▶ **SET EXERCISE**
Please update the listing from the line with "Objective — one point per instance of the blurred face" to the line with "[[375, 73]]" by replacing "integer pairs" with "whole-number pairs" and leaving all else unchanged. Return only those lines.

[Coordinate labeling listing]
----
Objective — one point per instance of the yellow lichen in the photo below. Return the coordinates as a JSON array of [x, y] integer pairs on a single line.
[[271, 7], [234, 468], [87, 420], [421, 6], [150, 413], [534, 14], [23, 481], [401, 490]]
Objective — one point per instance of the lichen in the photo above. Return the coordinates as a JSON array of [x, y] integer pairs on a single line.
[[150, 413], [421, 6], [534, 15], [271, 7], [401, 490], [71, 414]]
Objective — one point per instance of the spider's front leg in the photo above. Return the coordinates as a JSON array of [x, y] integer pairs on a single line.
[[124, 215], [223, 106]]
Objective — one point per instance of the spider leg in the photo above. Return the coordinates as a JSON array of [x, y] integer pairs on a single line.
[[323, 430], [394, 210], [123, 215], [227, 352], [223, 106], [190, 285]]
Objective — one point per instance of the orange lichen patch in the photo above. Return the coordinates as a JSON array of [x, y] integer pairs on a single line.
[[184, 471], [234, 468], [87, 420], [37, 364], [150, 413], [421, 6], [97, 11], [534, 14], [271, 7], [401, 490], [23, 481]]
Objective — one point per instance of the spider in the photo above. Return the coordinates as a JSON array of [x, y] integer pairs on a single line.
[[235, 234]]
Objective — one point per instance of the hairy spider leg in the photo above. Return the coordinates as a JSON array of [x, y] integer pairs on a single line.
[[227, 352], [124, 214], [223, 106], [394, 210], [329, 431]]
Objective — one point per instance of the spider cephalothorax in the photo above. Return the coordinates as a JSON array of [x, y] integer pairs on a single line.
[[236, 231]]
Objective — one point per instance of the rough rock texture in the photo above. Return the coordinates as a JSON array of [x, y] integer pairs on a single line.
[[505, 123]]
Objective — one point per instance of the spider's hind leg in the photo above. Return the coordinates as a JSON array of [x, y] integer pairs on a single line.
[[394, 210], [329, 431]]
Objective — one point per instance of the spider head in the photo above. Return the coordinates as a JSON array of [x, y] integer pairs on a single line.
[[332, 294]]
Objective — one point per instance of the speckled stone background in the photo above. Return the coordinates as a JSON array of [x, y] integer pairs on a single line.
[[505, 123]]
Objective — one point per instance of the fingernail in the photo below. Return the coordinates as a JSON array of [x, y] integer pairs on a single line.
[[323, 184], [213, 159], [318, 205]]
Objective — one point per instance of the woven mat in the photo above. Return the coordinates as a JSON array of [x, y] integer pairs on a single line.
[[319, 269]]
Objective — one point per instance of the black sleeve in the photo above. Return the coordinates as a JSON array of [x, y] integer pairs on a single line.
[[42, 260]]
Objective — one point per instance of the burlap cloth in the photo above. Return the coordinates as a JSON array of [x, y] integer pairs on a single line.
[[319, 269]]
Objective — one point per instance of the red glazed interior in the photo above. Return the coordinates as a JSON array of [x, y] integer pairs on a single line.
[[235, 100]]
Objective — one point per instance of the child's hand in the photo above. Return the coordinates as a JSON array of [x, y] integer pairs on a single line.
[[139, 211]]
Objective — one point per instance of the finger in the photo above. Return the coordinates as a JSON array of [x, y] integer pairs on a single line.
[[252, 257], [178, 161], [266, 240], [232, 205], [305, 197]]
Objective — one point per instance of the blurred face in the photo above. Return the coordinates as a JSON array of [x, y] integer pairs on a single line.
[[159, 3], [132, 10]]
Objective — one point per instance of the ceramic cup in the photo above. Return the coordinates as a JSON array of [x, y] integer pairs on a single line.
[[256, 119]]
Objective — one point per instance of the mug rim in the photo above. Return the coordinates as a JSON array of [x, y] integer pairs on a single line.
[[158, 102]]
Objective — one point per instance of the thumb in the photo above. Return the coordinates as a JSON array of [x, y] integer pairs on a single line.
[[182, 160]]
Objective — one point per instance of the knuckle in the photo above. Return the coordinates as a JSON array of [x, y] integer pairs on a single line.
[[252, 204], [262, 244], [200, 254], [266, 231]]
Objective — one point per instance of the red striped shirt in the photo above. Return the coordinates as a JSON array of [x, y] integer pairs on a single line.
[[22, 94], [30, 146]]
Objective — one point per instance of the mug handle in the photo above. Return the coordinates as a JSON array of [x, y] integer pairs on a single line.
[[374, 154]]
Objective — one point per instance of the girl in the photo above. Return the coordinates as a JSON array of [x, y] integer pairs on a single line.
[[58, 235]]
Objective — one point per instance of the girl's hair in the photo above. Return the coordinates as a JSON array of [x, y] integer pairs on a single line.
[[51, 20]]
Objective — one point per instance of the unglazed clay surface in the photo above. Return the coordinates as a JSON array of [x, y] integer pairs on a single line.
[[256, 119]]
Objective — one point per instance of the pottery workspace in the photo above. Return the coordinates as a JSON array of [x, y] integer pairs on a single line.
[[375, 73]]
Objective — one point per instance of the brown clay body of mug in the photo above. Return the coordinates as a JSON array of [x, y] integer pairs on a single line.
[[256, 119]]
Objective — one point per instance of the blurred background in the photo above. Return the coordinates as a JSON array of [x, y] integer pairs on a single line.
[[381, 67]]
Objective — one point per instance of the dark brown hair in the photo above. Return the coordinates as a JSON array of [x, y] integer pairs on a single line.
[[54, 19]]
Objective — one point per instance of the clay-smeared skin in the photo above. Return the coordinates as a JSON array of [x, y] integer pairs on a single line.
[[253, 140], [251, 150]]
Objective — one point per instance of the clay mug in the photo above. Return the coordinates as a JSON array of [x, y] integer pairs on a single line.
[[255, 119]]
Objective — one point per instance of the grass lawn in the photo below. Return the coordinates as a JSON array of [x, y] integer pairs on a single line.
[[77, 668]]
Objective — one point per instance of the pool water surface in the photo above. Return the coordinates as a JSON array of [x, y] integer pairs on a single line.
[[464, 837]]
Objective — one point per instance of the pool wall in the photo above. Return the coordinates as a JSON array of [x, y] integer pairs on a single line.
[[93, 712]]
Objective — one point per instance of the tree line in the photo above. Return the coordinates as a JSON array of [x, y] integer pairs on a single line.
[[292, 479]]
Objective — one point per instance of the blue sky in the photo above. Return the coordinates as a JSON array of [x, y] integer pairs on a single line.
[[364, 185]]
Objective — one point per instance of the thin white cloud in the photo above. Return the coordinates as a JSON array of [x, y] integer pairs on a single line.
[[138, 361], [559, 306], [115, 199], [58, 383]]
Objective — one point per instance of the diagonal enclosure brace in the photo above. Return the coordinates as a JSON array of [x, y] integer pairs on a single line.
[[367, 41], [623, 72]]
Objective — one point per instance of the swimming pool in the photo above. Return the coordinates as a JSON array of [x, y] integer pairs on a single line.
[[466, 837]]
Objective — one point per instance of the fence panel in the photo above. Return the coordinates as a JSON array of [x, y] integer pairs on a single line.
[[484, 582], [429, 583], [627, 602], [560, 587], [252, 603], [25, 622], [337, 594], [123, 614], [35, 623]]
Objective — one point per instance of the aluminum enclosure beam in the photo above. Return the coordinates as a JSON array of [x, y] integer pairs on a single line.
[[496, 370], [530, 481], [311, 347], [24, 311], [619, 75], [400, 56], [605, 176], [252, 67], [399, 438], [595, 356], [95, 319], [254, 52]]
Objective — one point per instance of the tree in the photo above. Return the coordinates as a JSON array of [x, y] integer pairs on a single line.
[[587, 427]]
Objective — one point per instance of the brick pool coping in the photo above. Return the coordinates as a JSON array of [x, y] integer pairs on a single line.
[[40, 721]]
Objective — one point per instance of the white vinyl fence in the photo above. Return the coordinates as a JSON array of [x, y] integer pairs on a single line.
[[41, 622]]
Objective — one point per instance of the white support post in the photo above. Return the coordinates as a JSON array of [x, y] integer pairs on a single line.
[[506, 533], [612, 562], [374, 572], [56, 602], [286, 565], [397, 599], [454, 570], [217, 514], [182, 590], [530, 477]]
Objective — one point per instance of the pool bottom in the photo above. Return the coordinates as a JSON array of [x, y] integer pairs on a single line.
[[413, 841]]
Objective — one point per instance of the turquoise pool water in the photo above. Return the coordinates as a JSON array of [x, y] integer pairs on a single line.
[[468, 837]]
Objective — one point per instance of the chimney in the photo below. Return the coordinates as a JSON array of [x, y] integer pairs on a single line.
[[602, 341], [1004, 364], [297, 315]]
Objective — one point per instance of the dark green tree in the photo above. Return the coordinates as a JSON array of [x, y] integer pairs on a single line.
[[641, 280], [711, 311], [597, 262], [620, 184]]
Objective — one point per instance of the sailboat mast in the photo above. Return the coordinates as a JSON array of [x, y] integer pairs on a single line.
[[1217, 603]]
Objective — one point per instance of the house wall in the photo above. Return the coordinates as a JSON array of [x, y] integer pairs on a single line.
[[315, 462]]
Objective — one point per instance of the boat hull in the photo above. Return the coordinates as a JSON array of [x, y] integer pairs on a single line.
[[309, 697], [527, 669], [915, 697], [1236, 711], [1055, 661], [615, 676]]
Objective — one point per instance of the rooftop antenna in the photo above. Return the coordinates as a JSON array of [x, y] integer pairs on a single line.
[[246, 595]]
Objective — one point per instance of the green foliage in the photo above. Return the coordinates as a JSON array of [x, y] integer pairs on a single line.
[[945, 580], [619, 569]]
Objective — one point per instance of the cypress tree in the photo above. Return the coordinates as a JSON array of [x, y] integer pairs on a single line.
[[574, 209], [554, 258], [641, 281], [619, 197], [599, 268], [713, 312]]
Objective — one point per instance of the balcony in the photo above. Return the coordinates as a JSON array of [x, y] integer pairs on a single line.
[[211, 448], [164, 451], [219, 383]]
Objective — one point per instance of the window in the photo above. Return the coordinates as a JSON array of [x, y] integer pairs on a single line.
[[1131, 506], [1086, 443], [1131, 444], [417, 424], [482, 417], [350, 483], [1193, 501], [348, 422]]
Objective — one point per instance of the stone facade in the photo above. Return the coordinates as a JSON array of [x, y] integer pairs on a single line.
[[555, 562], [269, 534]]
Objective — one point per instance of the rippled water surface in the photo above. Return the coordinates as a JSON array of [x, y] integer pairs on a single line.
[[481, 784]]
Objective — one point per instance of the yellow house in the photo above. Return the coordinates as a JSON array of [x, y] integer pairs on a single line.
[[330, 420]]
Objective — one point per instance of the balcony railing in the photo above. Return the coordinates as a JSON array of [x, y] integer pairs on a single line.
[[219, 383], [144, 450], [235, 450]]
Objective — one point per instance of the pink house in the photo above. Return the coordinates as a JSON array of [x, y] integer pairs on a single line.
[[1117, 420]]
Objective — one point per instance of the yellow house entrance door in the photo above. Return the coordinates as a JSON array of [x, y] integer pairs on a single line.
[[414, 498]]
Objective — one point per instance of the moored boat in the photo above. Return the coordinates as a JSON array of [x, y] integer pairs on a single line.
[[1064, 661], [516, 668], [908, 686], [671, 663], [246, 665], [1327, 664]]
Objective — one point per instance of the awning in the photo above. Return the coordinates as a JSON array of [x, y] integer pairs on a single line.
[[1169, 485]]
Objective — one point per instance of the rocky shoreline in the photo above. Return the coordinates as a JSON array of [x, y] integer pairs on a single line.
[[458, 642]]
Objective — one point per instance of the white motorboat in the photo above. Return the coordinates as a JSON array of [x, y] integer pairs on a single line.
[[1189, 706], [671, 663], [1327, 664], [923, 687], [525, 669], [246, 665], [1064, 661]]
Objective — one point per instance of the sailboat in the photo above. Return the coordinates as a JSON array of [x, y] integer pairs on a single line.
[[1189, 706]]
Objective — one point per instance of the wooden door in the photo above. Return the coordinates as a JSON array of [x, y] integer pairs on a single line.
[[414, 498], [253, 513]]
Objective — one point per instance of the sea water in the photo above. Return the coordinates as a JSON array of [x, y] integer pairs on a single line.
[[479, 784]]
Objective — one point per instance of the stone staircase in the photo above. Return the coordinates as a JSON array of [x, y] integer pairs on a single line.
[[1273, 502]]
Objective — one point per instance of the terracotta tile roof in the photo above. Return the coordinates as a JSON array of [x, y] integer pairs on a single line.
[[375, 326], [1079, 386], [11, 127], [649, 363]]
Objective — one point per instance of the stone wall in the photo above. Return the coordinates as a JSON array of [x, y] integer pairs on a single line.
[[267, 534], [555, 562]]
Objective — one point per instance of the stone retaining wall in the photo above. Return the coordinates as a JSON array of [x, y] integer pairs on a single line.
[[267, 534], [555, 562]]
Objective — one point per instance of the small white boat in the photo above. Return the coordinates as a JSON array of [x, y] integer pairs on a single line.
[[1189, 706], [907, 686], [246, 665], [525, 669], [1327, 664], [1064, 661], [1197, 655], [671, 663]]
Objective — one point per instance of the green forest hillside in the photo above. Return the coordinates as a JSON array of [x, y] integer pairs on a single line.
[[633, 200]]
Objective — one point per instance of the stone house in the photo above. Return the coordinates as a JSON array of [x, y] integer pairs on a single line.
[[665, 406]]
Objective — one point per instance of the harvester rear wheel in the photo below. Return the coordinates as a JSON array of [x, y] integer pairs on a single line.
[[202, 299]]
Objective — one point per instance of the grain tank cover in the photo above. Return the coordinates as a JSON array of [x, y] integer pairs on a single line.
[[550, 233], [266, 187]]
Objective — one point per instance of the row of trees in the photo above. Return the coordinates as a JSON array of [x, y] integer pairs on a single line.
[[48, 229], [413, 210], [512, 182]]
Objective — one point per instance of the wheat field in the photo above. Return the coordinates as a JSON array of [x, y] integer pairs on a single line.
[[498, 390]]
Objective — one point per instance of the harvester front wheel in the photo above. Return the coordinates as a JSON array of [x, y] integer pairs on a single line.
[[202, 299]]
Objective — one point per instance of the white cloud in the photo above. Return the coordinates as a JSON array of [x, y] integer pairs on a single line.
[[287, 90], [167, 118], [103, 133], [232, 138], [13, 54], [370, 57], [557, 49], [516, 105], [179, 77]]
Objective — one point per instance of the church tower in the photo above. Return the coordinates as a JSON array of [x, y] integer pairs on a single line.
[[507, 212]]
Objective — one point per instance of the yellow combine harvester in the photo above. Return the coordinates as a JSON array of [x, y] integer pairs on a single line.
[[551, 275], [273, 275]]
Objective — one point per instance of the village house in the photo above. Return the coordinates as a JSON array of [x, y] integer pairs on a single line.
----
▶ **RESPONSE TO THIS EXERCISE**
Objective — one point per instance of the blurred face in the photo above. Return the coordinates as a JSON array of [x, y] whole-number pairs on a single line.
[[159, 3], [132, 10]]
Objective — one point per instance of the ceramic cup in the photo above. Return the coordinates as a JSON array of [x, y] whole-number pairs on a single line.
[[256, 119]]
Objective — one point per instance of the mug rim in the photo above. Return the coordinates as a JSON array of [x, y] whole-number pairs on a single line.
[[158, 102]]
Objective — one point per instance of the thumb in the photo above. Return the coordinates as a JSON array of [x, y] whole-number pairs on a single line.
[[182, 160]]
Objective — one point per instance of the knuckle in the photo above. Return the coordinates as a JSON array of [x, y] whole-number pairs on a single line.
[[252, 204], [262, 244], [200, 254], [266, 231]]
Objective — one point per instance of the red striped shirt in the photo above. Return the coordinates as a JSON array of [x, y] whole-number pairs on a single line.
[[22, 94], [30, 146]]
Objective — one point per instance of the mug handle in the photo above. Return the coordinates as a JSON array of [x, y] whole-number pairs on a single line.
[[374, 154]]
Objective — one point per instance of the girl in the photo above. Return the coordinates as a JSON array of [x, y] whole-number pairs on a single line.
[[58, 235]]
Objective — one point per instance of the girl's hair in the photo above. Return the coordinates as a JSON array of [x, y] whole-number pairs on a single line.
[[51, 20]]
Objective — one point per instance of the unglazed clay surface in the photo above. Return the coordinates as a JSON array of [x, y] whole-number pairs on a single line.
[[256, 119]]
Objective — one point per instance of the pottery workspace in the photo above. Return the coordinates as a JSON array of [x, y] whole-number pairs on a single line.
[[375, 73]]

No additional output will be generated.